◆ What you will do ◆
Return each entry exactly, omitting nothing.

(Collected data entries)
###

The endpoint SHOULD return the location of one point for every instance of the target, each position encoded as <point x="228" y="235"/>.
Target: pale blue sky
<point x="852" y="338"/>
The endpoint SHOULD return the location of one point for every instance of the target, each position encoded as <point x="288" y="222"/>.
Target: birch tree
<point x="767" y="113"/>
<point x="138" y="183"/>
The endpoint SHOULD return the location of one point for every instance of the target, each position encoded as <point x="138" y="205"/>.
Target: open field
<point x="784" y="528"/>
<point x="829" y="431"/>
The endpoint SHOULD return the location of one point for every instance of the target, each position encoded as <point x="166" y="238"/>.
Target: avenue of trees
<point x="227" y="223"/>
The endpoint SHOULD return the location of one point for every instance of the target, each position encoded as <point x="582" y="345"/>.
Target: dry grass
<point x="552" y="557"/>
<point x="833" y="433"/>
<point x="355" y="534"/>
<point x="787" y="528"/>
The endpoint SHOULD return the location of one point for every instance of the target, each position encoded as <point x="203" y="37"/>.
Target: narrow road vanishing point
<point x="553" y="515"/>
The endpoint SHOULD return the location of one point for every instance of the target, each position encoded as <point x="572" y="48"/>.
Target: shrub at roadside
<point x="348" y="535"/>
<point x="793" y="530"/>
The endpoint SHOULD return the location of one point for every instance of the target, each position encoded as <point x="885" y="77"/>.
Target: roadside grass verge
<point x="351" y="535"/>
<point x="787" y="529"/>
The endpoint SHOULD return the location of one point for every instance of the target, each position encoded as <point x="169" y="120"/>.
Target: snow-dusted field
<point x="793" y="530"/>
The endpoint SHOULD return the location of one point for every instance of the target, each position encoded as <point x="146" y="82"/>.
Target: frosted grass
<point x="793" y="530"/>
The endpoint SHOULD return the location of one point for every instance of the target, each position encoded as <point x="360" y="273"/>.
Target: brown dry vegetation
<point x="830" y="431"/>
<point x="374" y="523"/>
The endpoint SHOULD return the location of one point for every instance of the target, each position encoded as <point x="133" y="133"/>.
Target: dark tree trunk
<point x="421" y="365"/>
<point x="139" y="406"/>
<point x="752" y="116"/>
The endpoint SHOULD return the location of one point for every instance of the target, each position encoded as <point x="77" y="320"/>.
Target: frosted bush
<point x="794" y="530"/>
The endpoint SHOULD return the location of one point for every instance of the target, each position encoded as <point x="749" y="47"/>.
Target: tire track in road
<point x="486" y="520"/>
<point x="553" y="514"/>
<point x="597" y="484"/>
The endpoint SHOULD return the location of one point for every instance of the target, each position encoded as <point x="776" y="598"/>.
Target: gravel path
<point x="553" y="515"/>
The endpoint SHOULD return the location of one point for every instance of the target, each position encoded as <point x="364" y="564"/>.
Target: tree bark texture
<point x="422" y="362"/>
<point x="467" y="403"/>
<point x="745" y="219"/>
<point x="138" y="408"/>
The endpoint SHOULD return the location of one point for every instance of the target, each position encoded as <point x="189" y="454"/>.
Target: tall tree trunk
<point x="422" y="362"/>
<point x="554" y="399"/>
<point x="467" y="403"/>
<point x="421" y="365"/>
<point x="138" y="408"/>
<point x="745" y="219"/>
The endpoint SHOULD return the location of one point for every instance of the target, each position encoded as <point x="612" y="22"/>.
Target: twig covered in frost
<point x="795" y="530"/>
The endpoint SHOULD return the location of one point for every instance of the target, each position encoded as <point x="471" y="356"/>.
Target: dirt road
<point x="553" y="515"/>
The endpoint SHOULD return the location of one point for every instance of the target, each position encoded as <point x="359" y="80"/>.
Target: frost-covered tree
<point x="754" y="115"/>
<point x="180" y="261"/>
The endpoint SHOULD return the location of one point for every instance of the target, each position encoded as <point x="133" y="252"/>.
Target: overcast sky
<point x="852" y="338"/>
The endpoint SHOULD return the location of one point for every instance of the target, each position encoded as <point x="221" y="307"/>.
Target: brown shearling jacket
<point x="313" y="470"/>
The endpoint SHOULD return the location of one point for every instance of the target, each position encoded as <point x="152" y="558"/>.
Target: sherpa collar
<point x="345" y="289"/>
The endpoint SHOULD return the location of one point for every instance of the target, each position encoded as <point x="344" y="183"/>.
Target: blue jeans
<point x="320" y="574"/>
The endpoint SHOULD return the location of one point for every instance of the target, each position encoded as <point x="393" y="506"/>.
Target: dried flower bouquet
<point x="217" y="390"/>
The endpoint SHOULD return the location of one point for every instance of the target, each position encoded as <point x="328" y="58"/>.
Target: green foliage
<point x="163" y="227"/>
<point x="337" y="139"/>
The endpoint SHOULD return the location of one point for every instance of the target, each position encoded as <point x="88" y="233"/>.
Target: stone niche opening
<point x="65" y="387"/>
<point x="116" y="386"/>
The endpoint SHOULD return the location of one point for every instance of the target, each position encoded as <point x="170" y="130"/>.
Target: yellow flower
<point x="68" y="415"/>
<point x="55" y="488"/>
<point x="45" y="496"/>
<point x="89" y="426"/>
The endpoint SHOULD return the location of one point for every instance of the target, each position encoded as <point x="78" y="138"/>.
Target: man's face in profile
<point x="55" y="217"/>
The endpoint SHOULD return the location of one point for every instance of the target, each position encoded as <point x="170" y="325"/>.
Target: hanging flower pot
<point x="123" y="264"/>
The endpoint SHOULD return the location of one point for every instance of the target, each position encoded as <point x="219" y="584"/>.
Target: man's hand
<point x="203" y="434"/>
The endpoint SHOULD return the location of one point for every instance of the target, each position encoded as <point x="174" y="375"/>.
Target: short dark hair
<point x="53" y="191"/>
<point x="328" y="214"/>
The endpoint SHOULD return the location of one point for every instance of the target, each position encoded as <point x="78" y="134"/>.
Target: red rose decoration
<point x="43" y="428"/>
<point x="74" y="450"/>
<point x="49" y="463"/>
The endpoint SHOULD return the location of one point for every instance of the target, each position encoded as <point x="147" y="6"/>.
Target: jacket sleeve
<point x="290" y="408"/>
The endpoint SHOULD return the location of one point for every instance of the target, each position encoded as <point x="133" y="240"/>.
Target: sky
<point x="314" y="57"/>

###

◆ Written response ◆
The endpoint SHOULD return the location of one point for every instance of the target, each position encoded as <point x="228" y="235"/>.
Target: pale blue sky
<point x="852" y="338"/>
The endpoint SHOULD return the location of one point for every instance of the target, each position encoded as <point x="288" y="222"/>.
Target: birch tree
<point x="767" y="113"/>
<point x="138" y="183"/>
The endpoint SHOULD return the location of one point for every instance of the target, each position encoded as <point x="138" y="205"/>.
Target: open field
<point x="784" y="528"/>
<point x="829" y="431"/>
The endpoint SHOULD return the location of one point for every instance of the target, each position encoded as <point x="166" y="238"/>.
Target: avenue of trees
<point x="227" y="223"/>
The endpoint SHOULD return the location of one point for every instance of the target, each position encoded as <point x="582" y="345"/>.
Target: dry grass
<point x="552" y="557"/>
<point x="833" y="433"/>
<point x="355" y="534"/>
<point x="787" y="528"/>
The endpoint SHOULD return the location of one point for every instance of the target, each position encoded as <point x="203" y="37"/>.
Target: narrow road vanishing point
<point x="553" y="515"/>
The endpoint SHOULD return the location of one point for every instance of the target, each position encoded as <point x="572" y="48"/>.
Target: shrub at roadside
<point x="348" y="535"/>
<point x="793" y="530"/>
The endpoint SHOULD return the location of one point for every instance of the target, each position encoded as <point x="885" y="77"/>.
Target: roadside grass verge
<point x="351" y="535"/>
<point x="787" y="529"/>
The endpoint SHOULD return the location of one point for every instance of the target, each position encoded as <point x="169" y="120"/>.
Target: snow-dusted field
<point x="793" y="530"/>
The endpoint SHOULD return the location of one point for every instance of the target, each position encoded as <point x="146" y="82"/>.
Target: frosted grass
<point x="793" y="530"/>
The endpoint SHOULD return the location of one point for every instance of the target, each position encoded as <point x="360" y="273"/>.
Target: brown dry vegetation
<point x="830" y="431"/>
<point x="374" y="523"/>
The endpoint SHOULD return the location of one point for every instance of the target, each position encoded as <point x="133" y="133"/>.
Target: dark tree trunk
<point x="421" y="365"/>
<point x="139" y="406"/>
<point x="752" y="116"/>
The endpoint SHOULD return the location of one point for every instance of the target, each position encoded as <point x="77" y="320"/>.
Target: frosted bush
<point x="794" y="530"/>
The endpoint SHOULD return the location of one point for every instance of the target, each position encoded as <point x="749" y="47"/>.
Target: tire track in road
<point x="486" y="520"/>
<point x="553" y="514"/>
<point x="597" y="484"/>
The endpoint SHOULD return the location of one point for every instance of the target, each position encoded as <point x="776" y="598"/>.
Target: gravel path
<point x="553" y="515"/>
The endpoint SHOULD return the location of one point for every instance of the target, each position encoded as <point x="364" y="564"/>.
Target: tree bark texture
<point x="422" y="362"/>
<point x="467" y="403"/>
<point x="745" y="219"/>
<point x="138" y="408"/>
The endpoint SHOULD return the location of one point for every instance of the target, each position encoded as <point x="189" y="454"/>.
Target: tall tree trunk
<point x="422" y="362"/>
<point x="554" y="399"/>
<point x="467" y="403"/>
<point x="421" y="365"/>
<point x="138" y="408"/>
<point x="745" y="219"/>
The endpoint SHOULD return the location of one point for every instance of the target, each position encoded as <point x="612" y="22"/>.
Target: twig covered in frost
<point x="795" y="530"/>
The endpoint SHOULD return the location of one point for every instance of the target, each position encoded as <point x="471" y="356"/>.
Target: dirt road
<point x="553" y="515"/>
The endpoint SHOULD return the location of one point for every instance of the target, each position encoded as <point x="359" y="80"/>.
Target: frost-covered tree
<point x="754" y="115"/>
<point x="180" y="261"/>
The endpoint SHOULD return the location of one point for every instance of the target, each position encoded as <point x="133" y="252"/>.
Target: overcast sky
<point x="852" y="338"/>
The endpoint SHOULD return the location of one point for every instance of the target, each position encoded as <point x="221" y="307"/>.
Target: brown shearling jacket
<point x="313" y="470"/>
The endpoint SHOULD return the location of one point for every instance of the target, each position encoded as <point x="152" y="558"/>.
Target: sherpa collar
<point x="345" y="289"/>
The endpoint SHOULD return the location of one point for every instance of the target, each position encoded as <point x="344" y="183"/>.
Target: blue jeans
<point x="320" y="574"/>
The endpoint SHOULD return the location of one point for every instance of the target, each position encoded as <point x="393" y="506"/>.
Target: dried flower bouquet
<point x="217" y="390"/>
The endpoint SHOULD return the location of one point for every instance of the target, each position encoded as <point x="328" y="58"/>.
Target: green foliage
<point x="163" y="227"/>
<point x="337" y="139"/>
The endpoint SHOULD return the location of one point for every instance of the target, each position encoded as <point x="88" y="233"/>.
Target: stone niche opening
<point x="65" y="387"/>
<point x="116" y="386"/>
The endpoint SHOULD return the location of one point for every instance of the target, each position encoded as <point x="170" y="130"/>.
Target: yellow flower
<point x="68" y="415"/>
<point x="55" y="488"/>
<point x="45" y="496"/>
<point x="89" y="426"/>
The endpoint SHOULD return the location of one point for every instance of the target, each position encoded as <point x="78" y="138"/>.
Target: man's face in profile
<point x="55" y="217"/>
The endpoint SHOULD return the location of one point for every instance of the target, each position encoded as <point x="170" y="325"/>.
Target: hanging flower pot
<point x="123" y="264"/>
The endpoint SHOULD return the location of one point for every instance of the target, each position encoded as <point x="219" y="584"/>.
Target: man's hand
<point x="203" y="434"/>
The endpoint SHOULD return the location of one point for every instance of the target, each position encoded as <point x="174" y="375"/>.
Target: short dark hair
<point x="53" y="191"/>
<point x="328" y="214"/>
The endpoint SHOULD return the location of one point for every instance of the target, each position encoded as <point x="78" y="134"/>.
Target: red rose decoration
<point x="43" y="428"/>
<point x="74" y="450"/>
<point x="49" y="463"/>
The endpoint SHOULD return the location of one point for every instance of the target, each position encoded as <point x="147" y="6"/>.
Target: jacket sleeve
<point x="290" y="408"/>
The endpoint SHOULD return the location of one point for every instance of the target, each position encoded as <point x="133" y="240"/>.
Target: sky
<point x="314" y="57"/>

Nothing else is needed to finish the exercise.